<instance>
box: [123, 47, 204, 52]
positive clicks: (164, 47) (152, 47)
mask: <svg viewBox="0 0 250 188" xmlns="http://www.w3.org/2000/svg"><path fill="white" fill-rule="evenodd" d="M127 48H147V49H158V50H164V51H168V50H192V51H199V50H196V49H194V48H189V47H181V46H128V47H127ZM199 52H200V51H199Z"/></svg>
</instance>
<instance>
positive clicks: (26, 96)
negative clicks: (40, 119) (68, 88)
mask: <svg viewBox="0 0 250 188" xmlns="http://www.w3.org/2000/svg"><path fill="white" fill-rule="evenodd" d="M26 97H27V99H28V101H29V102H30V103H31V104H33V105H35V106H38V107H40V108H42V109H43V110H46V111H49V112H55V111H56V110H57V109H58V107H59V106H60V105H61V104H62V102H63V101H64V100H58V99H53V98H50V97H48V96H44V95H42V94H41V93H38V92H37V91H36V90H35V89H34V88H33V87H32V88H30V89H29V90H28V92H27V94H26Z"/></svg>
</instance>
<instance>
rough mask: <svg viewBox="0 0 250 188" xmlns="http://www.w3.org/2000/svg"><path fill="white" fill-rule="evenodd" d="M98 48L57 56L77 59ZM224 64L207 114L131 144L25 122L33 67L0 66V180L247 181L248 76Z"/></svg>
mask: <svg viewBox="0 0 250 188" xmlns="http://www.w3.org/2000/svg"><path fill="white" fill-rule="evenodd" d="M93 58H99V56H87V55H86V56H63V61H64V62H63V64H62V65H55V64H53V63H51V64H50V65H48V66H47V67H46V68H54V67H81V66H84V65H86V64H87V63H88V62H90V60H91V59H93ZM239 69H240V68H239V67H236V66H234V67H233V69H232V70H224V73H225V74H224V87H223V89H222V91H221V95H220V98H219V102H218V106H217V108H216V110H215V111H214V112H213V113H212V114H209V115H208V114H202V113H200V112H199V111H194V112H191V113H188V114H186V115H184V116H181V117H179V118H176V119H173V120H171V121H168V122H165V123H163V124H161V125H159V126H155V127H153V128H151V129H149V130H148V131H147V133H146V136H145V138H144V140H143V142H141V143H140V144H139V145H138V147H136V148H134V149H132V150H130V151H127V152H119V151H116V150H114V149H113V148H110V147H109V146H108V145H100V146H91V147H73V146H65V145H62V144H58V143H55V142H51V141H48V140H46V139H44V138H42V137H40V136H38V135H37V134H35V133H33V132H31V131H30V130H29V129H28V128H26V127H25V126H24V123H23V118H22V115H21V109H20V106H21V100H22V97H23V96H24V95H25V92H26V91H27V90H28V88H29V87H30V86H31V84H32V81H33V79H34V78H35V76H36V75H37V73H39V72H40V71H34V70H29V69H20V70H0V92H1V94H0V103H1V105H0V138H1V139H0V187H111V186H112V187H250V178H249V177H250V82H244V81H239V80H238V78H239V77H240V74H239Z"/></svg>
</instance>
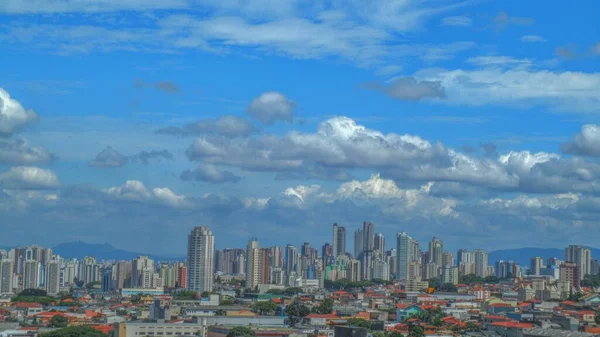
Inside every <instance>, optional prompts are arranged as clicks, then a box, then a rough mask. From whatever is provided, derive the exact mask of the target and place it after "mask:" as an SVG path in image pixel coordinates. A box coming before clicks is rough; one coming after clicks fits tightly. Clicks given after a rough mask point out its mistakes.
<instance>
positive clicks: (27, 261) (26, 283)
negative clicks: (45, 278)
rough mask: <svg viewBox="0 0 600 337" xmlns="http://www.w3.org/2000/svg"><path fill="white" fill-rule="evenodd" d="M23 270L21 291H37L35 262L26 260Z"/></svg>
mask: <svg viewBox="0 0 600 337" xmlns="http://www.w3.org/2000/svg"><path fill="white" fill-rule="evenodd" d="M23 266H24V270H23V289H37V288H38V287H39V285H40V284H39V275H38V273H39V267H40V263H39V262H37V261H36V260H26V261H25V264H24V265H23Z"/></svg>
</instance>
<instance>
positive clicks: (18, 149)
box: [0, 138, 56, 165]
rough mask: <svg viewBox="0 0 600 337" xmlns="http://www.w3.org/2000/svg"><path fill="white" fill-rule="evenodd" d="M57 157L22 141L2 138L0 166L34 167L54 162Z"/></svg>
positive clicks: (45, 151)
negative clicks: (25, 166) (0, 164)
mask: <svg viewBox="0 0 600 337" xmlns="http://www.w3.org/2000/svg"><path fill="white" fill-rule="evenodd" d="M55 158H56V156H54V155H53V154H51V153H49V152H48V151H46V150H45V149H43V148H41V147H37V146H32V145H30V144H29V143H28V142H27V141H25V140H22V139H13V140H3V139H1V138H0V164H6V165H32V164H43V163H47V162H50V161H52V160H54V159H55Z"/></svg>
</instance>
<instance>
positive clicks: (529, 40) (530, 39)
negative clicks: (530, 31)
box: [521, 35, 546, 43]
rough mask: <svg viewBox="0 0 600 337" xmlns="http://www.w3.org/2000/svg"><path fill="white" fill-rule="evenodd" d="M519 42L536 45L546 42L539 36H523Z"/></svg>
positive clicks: (532, 35)
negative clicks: (540, 43)
mask: <svg viewBox="0 0 600 337" xmlns="http://www.w3.org/2000/svg"><path fill="white" fill-rule="evenodd" d="M521 42H526V43H537V42H546V39H544V38H543V37H541V36H539V35H524V36H522V37H521Z"/></svg>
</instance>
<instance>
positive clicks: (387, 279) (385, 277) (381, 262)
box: [372, 259, 390, 281]
mask: <svg viewBox="0 0 600 337" xmlns="http://www.w3.org/2000/svg"><path fill="white" fill-rule="evenodd" d="M372 276H373V279H379V280H384V281H389V280H390V265H389V264H388V263H387V262H385V261H384V260H381V259H376V260H375V261H374V262H373V275H372Z"/></svg>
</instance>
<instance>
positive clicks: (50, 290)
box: [46, 260, 60, 295]
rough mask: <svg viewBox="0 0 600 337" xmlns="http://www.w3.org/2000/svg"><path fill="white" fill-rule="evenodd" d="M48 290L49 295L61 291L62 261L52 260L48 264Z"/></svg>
mask: <svg viewBox="0 0 600 337" xmlns="http://www.w3.org/2000/svg"><path fill="white" fill-rule="evenodd" d="M46 292H47V293H48V295H58V293H59V292H60V262H59V261H58V260H50V261H48V263H47V264H46Z"/></svg>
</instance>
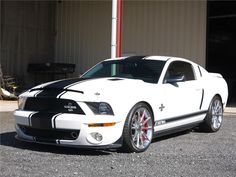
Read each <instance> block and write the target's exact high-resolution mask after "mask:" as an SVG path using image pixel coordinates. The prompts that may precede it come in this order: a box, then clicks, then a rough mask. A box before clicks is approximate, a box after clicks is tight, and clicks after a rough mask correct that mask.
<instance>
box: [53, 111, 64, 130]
mask: <svg viewBox="0 0 236 177" xmlns="http://www.w3.org/2000/svg"><path fill="white" fill-rule="evenodd" d="M61 114H62V113H59V114H57V115H56V116H54V117H53V127H54V128H57V127H56V118H57V117H58V116H59V115H61Z"/></svg>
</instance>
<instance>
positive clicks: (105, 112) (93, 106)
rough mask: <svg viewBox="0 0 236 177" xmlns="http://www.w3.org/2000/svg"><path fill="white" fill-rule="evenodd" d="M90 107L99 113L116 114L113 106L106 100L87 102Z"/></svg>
mask: <svg viewBox="0 0 236 177" xmlns="http://www.w3.org/2000/svg"><path fill="white" fill-rule="evenodd" d="M86 104H87V105H88V107H89V108H90V109H91V110H92V111H93V113H94V114H97V115H114V113H113V110H112V108H111V106H110V105H109V104H108V103H105V102H100V103H97V102H86Z"/></svg>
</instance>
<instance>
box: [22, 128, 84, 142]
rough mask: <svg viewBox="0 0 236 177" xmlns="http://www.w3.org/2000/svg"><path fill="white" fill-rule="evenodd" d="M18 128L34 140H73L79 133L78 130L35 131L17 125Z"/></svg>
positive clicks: (73, 139)
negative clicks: (30, 136) (29, 136)
mask: <svg viewBox="0 0 236 177" xmlns="http://www.w3.org/2000/svg"><path fill="white" fill-rule="evenodd" d="M19 127H20V129H21V131H23V132H24V133H25V134H26V135H29V136H33V137H35V138H36V140H37V139H38V140H56V139H59V140H75V139H77V138H78V136H79V133H80V131H79V130H65V129H36V128H32V127H28V126H23V125H19Z"/></svg>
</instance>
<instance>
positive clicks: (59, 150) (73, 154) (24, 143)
mask: <svg viewBox="0 0 236 177" xmlns="http://www.w3.org/2000/svg"><path fill="white" fill-rule="evenodd" d="M192 131H194V130H185V131H182V132H178V133H174V134H170V135H165V136H161V137H158V138H154V139H153V140H152V143H158V142H160V141H163V140H167V139H171V138H175V137H178V136H182V135H185V134H188V133H190V132H192ZM15 135H16V132H14V131H12V132H5V133H1V134H0V145H1V146H9V147H13V148H18V149H23V150H30V151H38V152H50V153H55V154H67V155H89V156H98V155H111V154H112V153H114V152H117V153H126V152H125V151H124V150H121V149H106V150H97V149H88V148H86V149H85V148H73V147H62V146H55V145H46V144H37V143H29V142H22V141H19V140H17V139H16V138H15Z"/></svg>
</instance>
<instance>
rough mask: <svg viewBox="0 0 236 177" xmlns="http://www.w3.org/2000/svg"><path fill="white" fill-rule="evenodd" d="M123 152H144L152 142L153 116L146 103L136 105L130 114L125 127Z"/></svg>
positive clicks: (151, 112)
mask: <svg viewBox="0 0 236 177" xmlns="http://www.w3.org/2000/svg"><path fill="white" fill-rule="evenodd" d="M123 136H124V142H123V150H125V151H128V152H143V151H145V150H146V149H147V148H148V147H149V145H150V144H151V141H152V136H153V115H152V112H151V110H150V108H149V107H148V106H147V105H146V104H144V103H138V104H136V105H135V106H134V107H133V108H132V109H131V111H130V113H129V114H128V117H127V119H126V122H125V126H124V132H123Z"/></svg>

## WORK INSTRUCTIONS
Among the entries above, the lines between the ones containing "positive clicks: (27, 261) (26, 283)" and "positive clicks: (532, 35)", inclusive, are to be transcribed exactly. No other line is to be given.

## WRITTEN SOLUTION
positive clicks: (27, 261) (26, 283)
negative clicks: (45, 278)
rough mask: <svg viewBox="0 0 600 337" xmlns="http://www.w3.org/2000/svg"><path fill="white" fill-rule="evenodd" d="M23 270L21 291H37L35 262L26 260Z"/></svg>
mask: <svg viewBox="0 0 600 337" xmlns="http://www.w3.org/2000/svg"><path fill="white" fill-rule="evenodd" d="M23 266H24V270H23V289H37V288H38V287H39V285H40V284H39V275H38V273H39V267H40V263H39V262H37V261H36V260H26V261H25V264H24V265H23Z"/></svg>
</instance>
<instance>
positive clicks: (18, 149)
box: [0, 138, 56, 165]
rough mask: <svg viewBox="0 0 600 337" xmlns="http://www.w3.org/2000/svg"><path fill="white" fill-rule="evenodd" d="M57 157L22 141L2 138L0 166L34 167L54 162Z"/></svg>
positive clicks: (45, 151)
negative clicks: (25, 166) (0, 164)
mask: <svg viewBox="0 0 600 337" xmlns="http://www.w3.org/2000/svg"><path fill="white" fill-rule="evenodd" d="M55 158H56V156H54V155H53V154H51V153H49V152H48V151H46V150H45V149H43V148H41V147H37V146H32V145H30V144H29V143H28V142H27V141H25V140H22V139H13V140H3V139H1V138H0V164H6V165H32V164H43V163H47V162H50V161H52V160H54V159H55Z"/></svg>
</instance>
<instance>
positive clicks: (529, 40) (530, 39)
negative clicks: (530, 31)
box: [521, 35, 546, 43]
rough mask: <svg viewBox="0 0 600 337" xmlns="http://www.w3.org/2000/svg"><path fill="white" fill-rule="evenodd" d="M519 42L536 45L546 42L539 36H523Z"/></svg>
positive clicks: (532, 35)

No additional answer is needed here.